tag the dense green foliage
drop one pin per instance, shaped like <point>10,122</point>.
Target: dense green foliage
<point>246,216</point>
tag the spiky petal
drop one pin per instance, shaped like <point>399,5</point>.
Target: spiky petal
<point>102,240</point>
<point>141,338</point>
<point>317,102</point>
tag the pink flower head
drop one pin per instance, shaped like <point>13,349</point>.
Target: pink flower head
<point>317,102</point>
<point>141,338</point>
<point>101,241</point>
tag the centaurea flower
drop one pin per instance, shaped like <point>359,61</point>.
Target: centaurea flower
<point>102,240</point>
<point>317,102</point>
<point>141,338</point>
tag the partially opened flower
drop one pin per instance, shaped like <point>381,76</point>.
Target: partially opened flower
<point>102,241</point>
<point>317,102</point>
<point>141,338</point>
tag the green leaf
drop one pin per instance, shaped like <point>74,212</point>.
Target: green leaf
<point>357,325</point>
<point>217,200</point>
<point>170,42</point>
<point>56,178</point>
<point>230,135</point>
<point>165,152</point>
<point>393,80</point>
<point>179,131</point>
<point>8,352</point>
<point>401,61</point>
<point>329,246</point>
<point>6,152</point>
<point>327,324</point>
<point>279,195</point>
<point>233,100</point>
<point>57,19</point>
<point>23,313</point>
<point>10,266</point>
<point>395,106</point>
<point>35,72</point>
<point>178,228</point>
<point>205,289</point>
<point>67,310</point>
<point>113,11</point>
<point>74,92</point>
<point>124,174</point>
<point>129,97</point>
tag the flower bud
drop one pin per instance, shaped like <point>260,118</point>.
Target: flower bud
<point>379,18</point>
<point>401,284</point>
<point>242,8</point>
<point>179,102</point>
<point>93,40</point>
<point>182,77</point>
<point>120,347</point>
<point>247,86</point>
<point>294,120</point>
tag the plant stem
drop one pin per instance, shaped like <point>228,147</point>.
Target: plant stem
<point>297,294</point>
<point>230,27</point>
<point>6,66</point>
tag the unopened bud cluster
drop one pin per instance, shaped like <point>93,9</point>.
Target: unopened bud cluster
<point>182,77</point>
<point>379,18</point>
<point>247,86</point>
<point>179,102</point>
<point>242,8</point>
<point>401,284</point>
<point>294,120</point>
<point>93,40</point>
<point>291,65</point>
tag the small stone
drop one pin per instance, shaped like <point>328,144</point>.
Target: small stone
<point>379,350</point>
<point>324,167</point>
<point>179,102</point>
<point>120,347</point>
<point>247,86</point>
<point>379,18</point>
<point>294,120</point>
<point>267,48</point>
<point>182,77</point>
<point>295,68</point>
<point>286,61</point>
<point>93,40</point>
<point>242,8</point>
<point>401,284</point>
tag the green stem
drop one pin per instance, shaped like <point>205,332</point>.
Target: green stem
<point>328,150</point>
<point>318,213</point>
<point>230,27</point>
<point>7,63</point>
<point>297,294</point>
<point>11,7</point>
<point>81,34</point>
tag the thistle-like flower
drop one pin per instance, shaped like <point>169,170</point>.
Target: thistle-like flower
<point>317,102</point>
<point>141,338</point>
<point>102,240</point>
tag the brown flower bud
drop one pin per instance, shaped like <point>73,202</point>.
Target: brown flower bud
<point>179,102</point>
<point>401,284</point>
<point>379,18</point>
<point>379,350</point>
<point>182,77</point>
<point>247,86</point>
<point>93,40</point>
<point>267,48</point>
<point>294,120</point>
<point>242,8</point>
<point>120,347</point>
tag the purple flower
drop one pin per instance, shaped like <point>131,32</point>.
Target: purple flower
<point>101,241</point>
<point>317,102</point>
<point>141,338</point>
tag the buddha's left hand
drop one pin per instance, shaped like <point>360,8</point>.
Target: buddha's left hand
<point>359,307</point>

## [EXERCISE INSTRUCTIONS]
Every line above from the line with "drop one pin per instance, shaped like <point>74,212</point>." to the line with "drop one pin per instance, shaped like <point>93,9</point>.", inclusive, must be returned exactly; no other line belongs in the reply.

## [WRITTEN ANSWER]
drop one pin per instance, shaped like <point>74,212</point>.
Target: green leaf
<point>357,325</point>
<point>217,200</point>
<point>170,42</point>
<point>56,178</point>
<point>230,135</point>
<point>165,152</point>
<point>393,80</point>
<point>179,131</point>
<point>8,352</point>
<point>401,61</point>
<point>329,246</point>
<point>6,152</point>
<point>327,324</point>
<point>279,195</point>
<point>233,100</point>
<point>57,19</point>
<point>23,313</point>
<point>10,266</point>
<point>395,106</point>
<point>35,72</point>
<point>178,228</point>
<point>205,289</point>
<point>67,310</point>
<point>113,11</point>
<point>74,92</point>
<point>124,174</point>
<point>129,97</point>
tag the flower bud
drop one pin per instance, shaped like <point>260,118</point>.
Target: flower bud
<point>379,18</point>
<point>401,284</point>
<point>242,8</point>
<point>179,102</point>
<point>93,40</point>
<point>182,77</point>
<point>120,347</point>
<point>247,86</point>
<point>294,120</point>
tag the plant stem
drop one pin per instance, shaped like <point>228,147</point>.
Target: plant stem
<point>297,294</point>
<point>230,27</point>
<point>6,66</point>
tag the unopened bud cluster
drop one pin per instance, shaped like <point>93,9</point>.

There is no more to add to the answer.